━━━━━ DATA FOR THIS TASK ━━━━━

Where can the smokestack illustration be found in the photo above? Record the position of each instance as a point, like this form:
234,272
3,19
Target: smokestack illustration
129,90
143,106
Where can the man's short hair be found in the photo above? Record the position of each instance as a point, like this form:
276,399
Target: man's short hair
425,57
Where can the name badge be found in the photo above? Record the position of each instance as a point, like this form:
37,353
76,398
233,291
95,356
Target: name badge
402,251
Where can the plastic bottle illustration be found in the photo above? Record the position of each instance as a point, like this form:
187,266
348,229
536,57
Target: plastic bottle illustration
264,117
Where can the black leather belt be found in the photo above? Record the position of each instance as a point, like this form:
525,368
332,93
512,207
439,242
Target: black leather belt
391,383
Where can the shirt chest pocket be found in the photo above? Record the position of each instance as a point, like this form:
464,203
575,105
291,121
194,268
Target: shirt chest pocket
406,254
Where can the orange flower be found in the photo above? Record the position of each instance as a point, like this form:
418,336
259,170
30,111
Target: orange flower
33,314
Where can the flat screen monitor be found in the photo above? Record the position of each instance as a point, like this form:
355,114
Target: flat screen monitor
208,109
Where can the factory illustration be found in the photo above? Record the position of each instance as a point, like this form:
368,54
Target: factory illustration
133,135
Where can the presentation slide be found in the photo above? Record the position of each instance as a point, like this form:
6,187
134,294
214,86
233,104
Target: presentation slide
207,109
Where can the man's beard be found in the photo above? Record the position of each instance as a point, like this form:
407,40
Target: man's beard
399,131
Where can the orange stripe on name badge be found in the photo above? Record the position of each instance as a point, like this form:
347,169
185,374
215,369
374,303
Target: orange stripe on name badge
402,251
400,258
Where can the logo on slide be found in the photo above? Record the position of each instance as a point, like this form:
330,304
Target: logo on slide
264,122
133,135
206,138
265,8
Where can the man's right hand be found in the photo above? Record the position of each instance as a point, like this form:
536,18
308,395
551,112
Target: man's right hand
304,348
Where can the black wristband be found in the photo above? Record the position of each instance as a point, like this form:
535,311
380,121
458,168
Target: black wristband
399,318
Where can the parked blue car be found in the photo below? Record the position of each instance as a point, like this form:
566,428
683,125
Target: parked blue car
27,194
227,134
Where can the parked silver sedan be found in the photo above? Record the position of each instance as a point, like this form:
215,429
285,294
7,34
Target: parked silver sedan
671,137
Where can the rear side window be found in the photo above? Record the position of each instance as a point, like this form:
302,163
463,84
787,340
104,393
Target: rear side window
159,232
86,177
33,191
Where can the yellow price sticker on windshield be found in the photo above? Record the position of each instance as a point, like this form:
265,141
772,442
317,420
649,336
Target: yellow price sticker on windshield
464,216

━━━━━

* _PROBLEM TO SOLVE_
Copy, word for word, the line that contains "Target: black wristband" and every line after it through the end of the records, and nothing else.

* _RESPONSE FOR THIS EXERCISE_
Target: black wristband
399,318
Where can the parked blue car be found in the photo below? Record the position of each instance as a point, like this form:
566,428
683,125
Target: parked blue car
27,194
227,134
Where can the parked silver sedan be found in the photo above? Record the position of each instance as a point, like this form:
215,429
285,294
7,34
Target: parked silver sedan
671,137
Where can the rear side window be found in the photo above? Record the position of each instance as a point, like this form:
302,163
463,84
787,340
104,393
Target: rear side window
159,232
86,177
33,191
Where can the yellow price sticker on windshield be found in the photo above? Record the position of each instance as a point, like this form:
265,141
772,442
317,420
649,336
Target: yellow price sticker on windshield
464,216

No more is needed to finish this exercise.